§ **Problem requirements**: Copy the lines from the one containing "shorts and record integer pixel coordinates." through the last line, changing "navy" to "dark blue" and leaving everything else as it is.

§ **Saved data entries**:
───

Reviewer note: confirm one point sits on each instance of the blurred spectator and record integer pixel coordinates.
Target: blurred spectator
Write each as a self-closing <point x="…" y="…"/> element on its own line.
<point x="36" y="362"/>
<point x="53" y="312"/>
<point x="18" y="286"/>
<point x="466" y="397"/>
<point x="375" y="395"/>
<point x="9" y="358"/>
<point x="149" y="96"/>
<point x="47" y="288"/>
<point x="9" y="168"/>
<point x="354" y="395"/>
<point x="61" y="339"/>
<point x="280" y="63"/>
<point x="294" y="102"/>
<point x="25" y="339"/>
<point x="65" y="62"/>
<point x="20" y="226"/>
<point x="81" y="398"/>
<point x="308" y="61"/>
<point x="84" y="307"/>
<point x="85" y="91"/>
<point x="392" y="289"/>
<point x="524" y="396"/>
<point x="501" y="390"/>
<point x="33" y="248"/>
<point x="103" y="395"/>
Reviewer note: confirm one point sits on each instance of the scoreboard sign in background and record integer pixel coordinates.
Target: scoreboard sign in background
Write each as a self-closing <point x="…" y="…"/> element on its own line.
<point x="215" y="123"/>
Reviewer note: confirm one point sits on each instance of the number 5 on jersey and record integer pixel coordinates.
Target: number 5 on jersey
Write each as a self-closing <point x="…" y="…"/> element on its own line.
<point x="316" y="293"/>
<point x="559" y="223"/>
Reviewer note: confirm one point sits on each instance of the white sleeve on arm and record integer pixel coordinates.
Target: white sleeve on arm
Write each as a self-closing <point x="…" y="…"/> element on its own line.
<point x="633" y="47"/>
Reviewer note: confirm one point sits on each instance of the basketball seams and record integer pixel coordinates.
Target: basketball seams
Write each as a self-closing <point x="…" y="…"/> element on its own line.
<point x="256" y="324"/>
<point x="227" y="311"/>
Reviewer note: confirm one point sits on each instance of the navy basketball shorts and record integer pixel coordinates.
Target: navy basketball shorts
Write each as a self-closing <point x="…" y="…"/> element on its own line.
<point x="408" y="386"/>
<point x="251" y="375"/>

───

§ **Exercise output**:
Reviewer note: confirm one point sits on each instance of the dark blue basketball shorts and record integer pixel coordinates.
Target: dark blue basketball shorts
Write each as a self-closing <point x="…" y="…"/> element on its own line.
<point x="408" y="386"/>
<point x="251" y="375"/>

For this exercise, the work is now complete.